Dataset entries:
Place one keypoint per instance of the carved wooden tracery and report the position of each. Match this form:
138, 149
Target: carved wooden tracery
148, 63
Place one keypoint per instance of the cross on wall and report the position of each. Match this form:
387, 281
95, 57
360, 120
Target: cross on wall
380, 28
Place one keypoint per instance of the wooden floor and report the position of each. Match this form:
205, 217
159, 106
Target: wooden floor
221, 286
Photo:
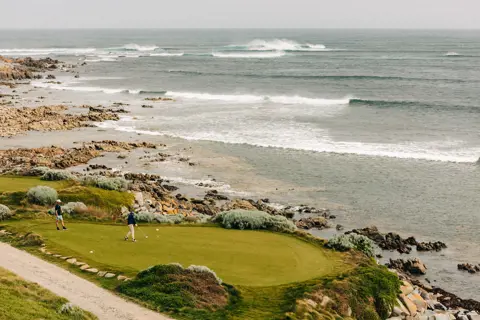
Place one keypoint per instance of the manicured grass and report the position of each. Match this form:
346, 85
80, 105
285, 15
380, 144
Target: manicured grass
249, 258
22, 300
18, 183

---

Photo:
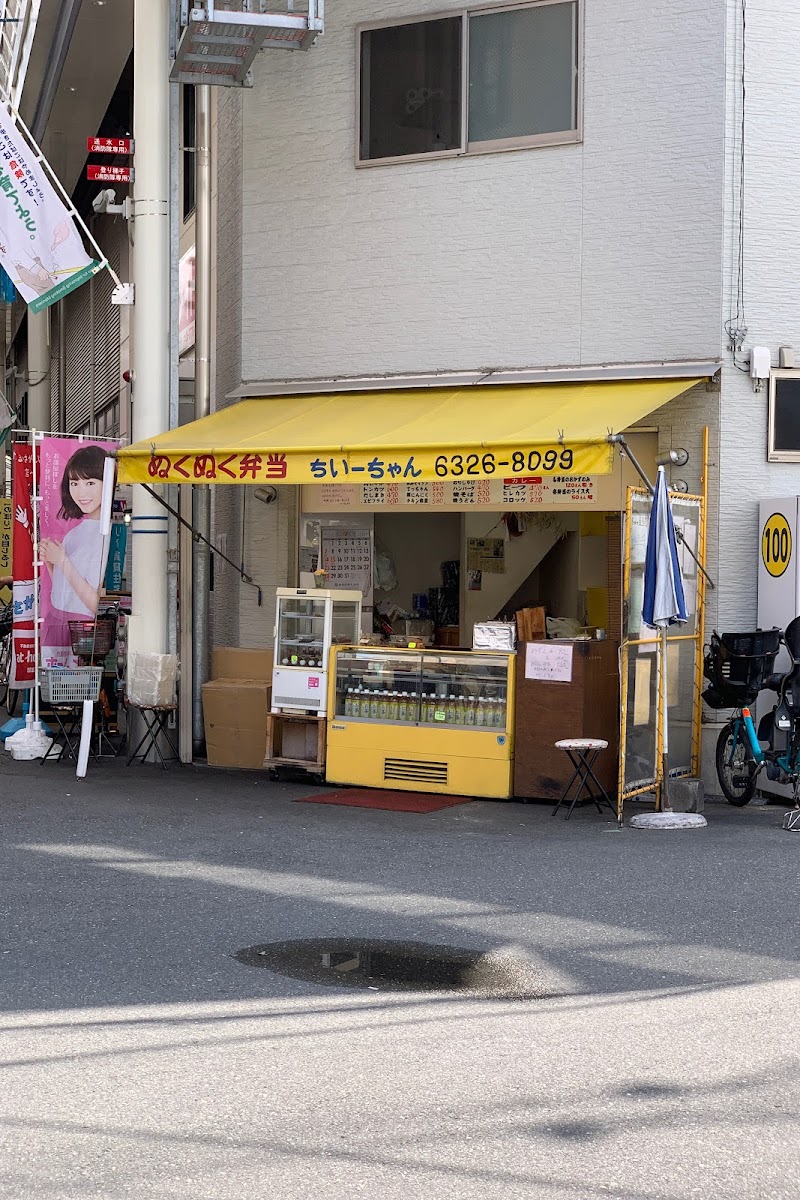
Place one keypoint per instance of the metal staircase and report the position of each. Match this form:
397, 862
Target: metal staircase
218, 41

**What is expected**
The lines that mention the word "Place" should be pulled from the records above.

**Answer to the problem**
Place one keypoint per instance of the carved wooden tracery and report the position of each. Match this form:
Place one keypoint per instance of the cross on wall and report the position of each. Match this form:
Place one keypoint per instance of the wooden floor and report the position of each. Match this form:
Place one keypoint per instance of the manicured grass and report the position of each. Match this form:
Place one keypoint per instance of the metal staircase and report the position of each. Match this form:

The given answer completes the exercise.